### Exercise aim:
Return exactly the lines from the start of the records below through the line containing "83L405 89L369 97L372", both ends included, and leave out the pictures.

··· Dataset entries ···

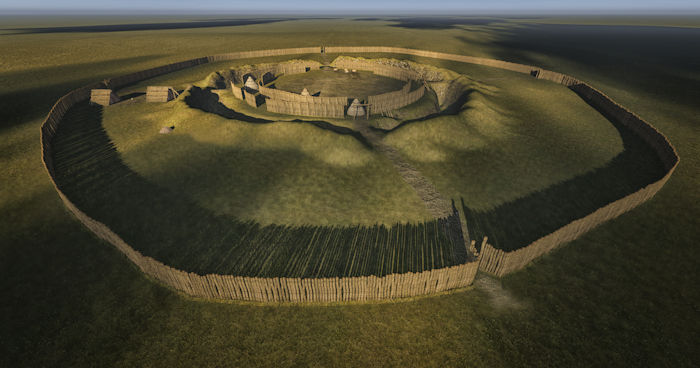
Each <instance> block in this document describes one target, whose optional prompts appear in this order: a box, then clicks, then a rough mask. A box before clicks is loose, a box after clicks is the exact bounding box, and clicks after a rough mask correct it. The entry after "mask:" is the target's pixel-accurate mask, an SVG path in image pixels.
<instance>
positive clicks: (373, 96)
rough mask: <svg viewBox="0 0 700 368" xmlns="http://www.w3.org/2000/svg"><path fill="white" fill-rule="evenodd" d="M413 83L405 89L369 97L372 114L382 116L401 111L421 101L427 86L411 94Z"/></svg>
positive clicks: (369, 102) (413, 92) (418, 89)
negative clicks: (417, 102)
mask: <svg viewBox="0 0 700 368" xmlns="http://www.w3.org/2000/svg"><path fill="white" fill-rule="evenodd" d="M410 87H411V82H408V83H407V84H406V86H405V87H404V88H403V89H400V90H398V91H394V92H388V93H384V94H381V95H376V96H369V97H368V98H367V102H368V103H369V104H370V105H371V110H372V113H374V114H381V113H384V112H389V111H392V110H396V109H400V108H402V107H404V106H408V105H410V104H412V103H414V102H416V101H418V100H420V99H421V98H422V97H423V95H424V94H425V86H422V85H421V86H420V87H418V89H416V90H414V91H411V92H409V89H410Z"/></svg>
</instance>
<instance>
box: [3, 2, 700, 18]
mask: <svg viewBox="0 0 700 368" xmlns="http://www.w3.org/2000/svg"><path fill="white" fill-rule="evenodd" d="M3 11H4V12H9V11H12V12H17V11H26V12H29V13H33V12H37V13H39V12H41V13H47V12H48V13H51V12H59V13H84V12H96V13H110V12H120V13H143V12H148V13H208V14H217V13H226V14H227V15H231V14H236V13H239V14H251V13H255V14H275V13H278V14H279V13H295V14H339V13H347V14H351V15H356V14H396V15H399V14H416V13H417V14H426V15H427V14H450V15H457V14H460V15H468V14H505V13H508V14H517V13H523V14H552V13H559V14H591V13H596V14H640V13H644V14H654V13H659V14H661V13H663V14H687V13H695V14H698V13H700V1H699V0H669V1H659V0H621V1H620V0H618V1H614V0H585V1H581V0H578V1H566V0H529V1H523V0H479V1H474V0H441V1H429V0H388V1H386V0H384V1H376V0H347V1H334V0H296V1H295V0H247V1H240V0H118V1H100V0H97V1H96V0H89V1H86V0H62V1H47V0H0V14H2V13H3Z"/></svg>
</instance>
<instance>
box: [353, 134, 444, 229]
mask: <svg viewBox="0 0 700 368" xmlns="http://www.w3.org/2000/svg"><path fill="white" fill-rule="evenodd" d="M355 129H356V130H357V131H358V132H360V134H362V136H364V137H365V138H366V139H367V141H368V142H369V143H370V144H372V146H374V148H375V149H376V150H377V151H379V152H381V153H383V154H384V155H385V156H386V157H388V158H389V160H390V161H391V163H392V164H393V165H394V167H395V168H396V170H397V171H398V172H399V175H401V177H402V178H403V180H404V181H405V182H406V183H408V185H410V186H411V187H412V188H413V190H415V191H416V193H418V196H419V197H420V198H421V200H423V203H425V207H426V208H427V209H428V211H429V212H430V214H431V215H433V216H435V217H436V218H440V217H447V216H449V215H451V214H452V202H451V201H449V200H447V199H445V198H444V197H443V196H442V195H441V194H440V193H439V192H438V191H437V189H436V188H435V186H434V185H433V184H432V183H431V182H430V181H429V180H428V179H427V178H426V177H424V176H423V175H422V174H421V173H420V172H419V171H418V170H416V168H414V167H413V166H411V165H410V164H409V163H408V162H406V161H405V160H404V159H403V157H401V155H400V154H399V153H398V152H397V151H396V150H395V149H394V148H393V147H391V146H389V145H387V144H385V143H384V142H383V141H382V137H381V136H380V135H379V133H376V132H374V131H372V129H370V128H369V126H368V125H367V121H366V120H356V121H355Z"/></svg>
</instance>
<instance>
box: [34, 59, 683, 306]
mask: <svg viewBox="0 0 700 368" xmlns="http://www.w3.org/2000/svg"><path fill="white" fill-rule="evenodd" d="M322 50H324V51H325V52H327V53H396V54H408V55H415V56H423V57H430V58H436V59H443V60H452V61H459V62H466V63H473V64H479V65H486V66H492V67H496V68H500V69H506V70H512V71H516V72H520V73H527V74H530V75H533V76H534V77H536V78H540V79H546V80H550V81H553V82H555V83H560V84H563V85H566V86H569V87H570V88H571V89H572V90H574V91H575V92H577V93H578V94H579V96H581V98H583V99H584V100H585V101H587V102H588V103H590V104H591V105H592V106H595V107H596V108H598V109H599V110H602V111H606V112H607V114H608V116H610V117H611V119H615V120H616V121H618V122H620V123H622V124H624V125H626V126H628V127H630V128H631V129H632V130H633V131H634V132H635V133H636V134H639V135H640V136H641V137H643V138H644V139H645V140H646V141H647V142H648V143H649V144H650V146H651V147H653V148H654V150H655V151H656V152H657V154H658V155H659V157H660V158H661V160H662V161H663V162H664V164H665V168H666V174H665V175H664V176H663V178H661V179H660V180H658V181H656V182H653V183H650V184H649V185H647V186H646V187H644V188H641V189H640V190H638V191H637V192H635V193H632V194H629V195H627V196H625V197H623V198H620V199H618V200H616V201H614V202H612V203H609V204H608V205H606V206H604V207H602V208H600V209H598V210H596V211H594V212H593V213H591V214H589V215H588V216H585V217H584V218H581V219H577V220H575V221H572V222H571V223H569V224H567V225H566V226H564V227H562V228H560V229H558V230H556V231H555V232H553V233H551V234H549V235H547V236H545V237H542V238H541V239H539V240H537V241H535V242H534V243H532V244H530V245H527V246H524V247H523V248H520V249H518V250H516V251H513V252H503V251H501V250H498V249H495V248H493V247H492V246H490V245H489V244H488V243H487V241H486V239H484V241H483V245H482V248H481V249H482V250H481V253H480V254H479V258H478V259H476V260H470V261H468V262H467V263H464V264H461V265H456V266H452V267H448V268H443V269H435V270H430V271H424V272H420V273H405V274H391V275H387V276H383V277H375V276H365V277H345V278H326V279H305V278H291V279H290V278H255V277H238V276H232V275H213V274H209V275H198V274H195V273H191V272H185V271H181V270H177V269H174V268H172V267H169V266H167V265H165V264H163V263H161V262H159V261H157V260H155V259H153V258H151V257H147V256H144V255H142V254H141V253H139V252H138V251H136V250H135V249H134V248H133V247H131V246H129V245H128V244H126V243H125V242H124V241H123V240H122V239H121V238H120V237H119V236H118V235H117V234H116V233H114V232H113V231H111V230H110V229H109V228H108V227H107V226H106V225H105V224H102V223H100V222H99V221H96V220H95V219H93V218H91V217H89V216H88V215H87V214H85V213H84V212H82V211H81V210H80V209H79V208H77V207H76V206H75V205H74V204H73V203H72V202H71V200H70V199H69V198H68V197H67V196H66V195H65V194H64V193H63V192H62V191H61V190H60V188H59V187H58V186H57V185H56V181H55V170H54V164H53V147H52V140H53V138H54V136H55V134H56V131H57V130H58V129H59V128H60V125H61V120H62V119H63V116H64V115H65V114H66V112H67V111H68V110H69V109H70V108H71V107H72V106H74V105H76V104H78V103H81V102H84V101H86V100H88V99H89V98H90V91H91V90H92V89H118V88H121V87H124V86H126V85H130V84H133V83H136V82H138V81H142V80H145V79H149V78H153V77H155V76H158V75H163V74H166V73H170V72H174V71H177V70H181V69H184V68H188V67H193V66H196V65H201V64H205V63H208V62H214V61H224V60H236V59H245V58H258V57H265V56H279V55H294V54H309V53H319V52H321V51H322ZM387 73H388V72H387ZM391 77H395V76H393V75H391ZM41 144H42V161H43V164H44V167H45V168H46V171H47V173H48V174H49V177H50V178H51V181H52V183H53V185H54V188H55V190H56V192H57V193H58V195H59V197H60V198H61V200H62V201H63V203H64V205H65V206H66V208H67V209H68V210H69V211H70V212H71V213H73V214H74V215H75V216H76V218H77V219H78V220H79V221H80V222H81V223H83V225H85V227H87V228H88V229H89V230H90V231H92V232H93V233H94V234H95V235H97V236H98V237H100V238H101V239H104V240H105V241H107V242H109V243H110V244H112V245H114V246H115V247H116V248H117V249H119V251H121V252H122V253H123V254H124V255H126V257H127V258H128V259H129V260H130V261H131V262H133V263H134V264H135V265H136V266H137V267H139V269H141V270H142V272H144V273H146V274H147V275H149V276H151V277H154V278H155V279H157V280H159V281H160V282H162V283H164V284H166V285H168V286H170V287H172V288H174V289H176V290H178V291H181V292H183V293H186V294H188V295H192V296H196V297H205V298H218V299H235V300H252V301H292V302H331V301H350V300H360V301H362V300H376V299H391V298H398V297H407V296H416V295H424V294H430V293H435V292H439V291H443V290H449V289H454V288H460V287H465V286H468V285H470V284H471V283H472V282H473V280H474V277H475V275H476V272H477V269H481V270H483V271H486V272H490V273H494V274H496V275H499V276H501V275H505V274H507V273H510V272H514V271H516V270H518V269H521V268H522V267H525V266H526V265H527V264H528V263H529V262H530V261H531V260H533V259H534V258H536V257H538V256H540V255H542V254H544V253H546V252H548V251H550V250H551V249H553V248H554V247H556V246H558V245H560V244H562V243H564V242H567V241H570V240H573V239H576V238H577V237H579V236H580V235H582V234H583V233H585V232H586V231H588V230H590V229H592V228H593V227H595V226H597V225H598V224H600V223H602V222H604V221H607V220H608V219H611V218H614V217H616V216H619V215H620V214H622V213H624V212H626V211H628V210H630V209H631V208H634V207H635V206H637V205H639V204H640V203H643V202H644V201H646V200H648V199H649V198H651V197H652V196H653V195H654V194H656V192H658V191H659V190H660V189H661V187H663V185H664V184H665V183H666V181H667V180H668V179H669V177H670V176H671V174H672V173H673V171H674V170H675V168H676V167H677V165H678V162H679V157H678V155H677V153H676V150H675V148H674V147H673V146H672V145H671V144H670V143H669V141H668V139H667V138H666V137H665V136H664V135H663V134H662V133H661V132H659V131H657V130H656V129H655V128H654V127H652V126H651V125H650V124H648V123H647V122H645V121H644V120H642V119H641V118H639V117H638V116H636V115H635V114H633V113H632V112H630V111H629V110H627V109H625V108H624V107H622V106H620V105H618V104H617V103H615V102H614V101H613V100H612V99H610V98H609V97H608V96H606V95H604V94H603V93H602V92H600V91H598V90H596V89H594V88H593V87H591V86H589V85H588V84H586V83H584V82H581V81H579V80H577V79H575V78H573V77H570V76H567V75H564V74H559V73H556V72H551V71H547V70H543V69H541V68H537V67H532V66H528V65H522V64H515V63H510V62H506V61H500V60H493V59H486V58H477V57H471V56H463V55H454V54H444V53H438V52H433V51H424V50H414V49H406V48H395V47H382V46H372V47H325V48H324V49H322V48H319V47H309V48H292V49H275V50H260V51H246V52H236V53H229V54H221V55H214V56H208V57H203V58H198V59H192V60H187V61H183V62H179V63H174V64H169V65H165V66H162V67H158V68H152V69H148V70H144V71H141V72H137V73H132V74H128V75H124V76H120V77H116V78H111V79H108V80H106V81H104V82H101V83H95V84H92V85H88V86H85V87H82V88H79V89H76V90H73V91H71V92H69V93H68V94H66V95H64V96H63V97H61V98H60V99H59V100H58V101H57V102H56V104H55V105H54V106H53V107H52V109H51V110H50V112H49V114H48V116H47V117H46V120H45V121H44V123H43V124H42V126H41ZM453 216H456V213H455V214H454V215H453Z"/></svg>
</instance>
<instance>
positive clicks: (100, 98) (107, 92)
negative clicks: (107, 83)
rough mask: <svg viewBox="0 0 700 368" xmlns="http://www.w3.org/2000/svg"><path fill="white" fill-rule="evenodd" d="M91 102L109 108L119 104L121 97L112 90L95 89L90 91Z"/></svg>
mask: <svg viewBox="0 0 700 368" xmlns="http://www.w3.org/2000/svg"><path fill="white" fill-rule="evenodd" d="M90 102H91V103H96V104H99V105H102V106H109V105H112V104H115V103H117V102H119V96H117V95H116V94H115V93H114V91H112V90H111V89H93V90H91V91H90Z"/></svg>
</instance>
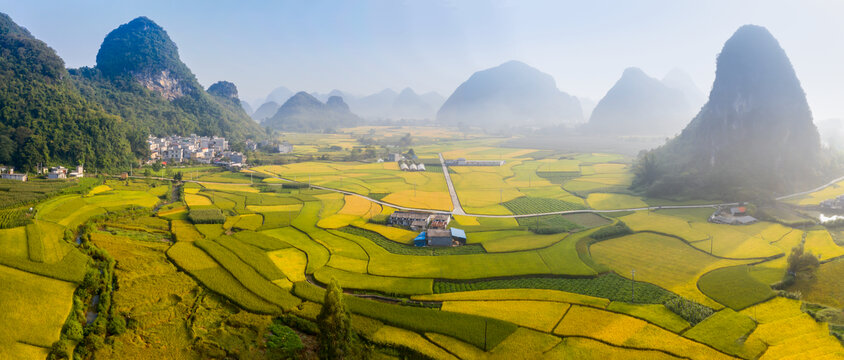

···

### Response to the task:
Each <instance> block in this document describes one target, whose optional prompts appear in this order: a box, then clicks, then a rough mask. A box before clicks is loose, a box after clicks is the exact bounding box, and clicks after a rough mask correct it. The entry after "mask:" is the target's pixel-accurate mask, an SVG path in image pixels.
<instance>
positive clicks: (373, 96)
rough mask: <svg viewBox="0 0 700 368" xmlns="http://www.w3.org/2000/svg"><path fill="white" fill-rule="evenodd" d="M413 83L405 89L369 97L372 114L382 116L401 111L421 101L427 86L411 94Z"/></svg>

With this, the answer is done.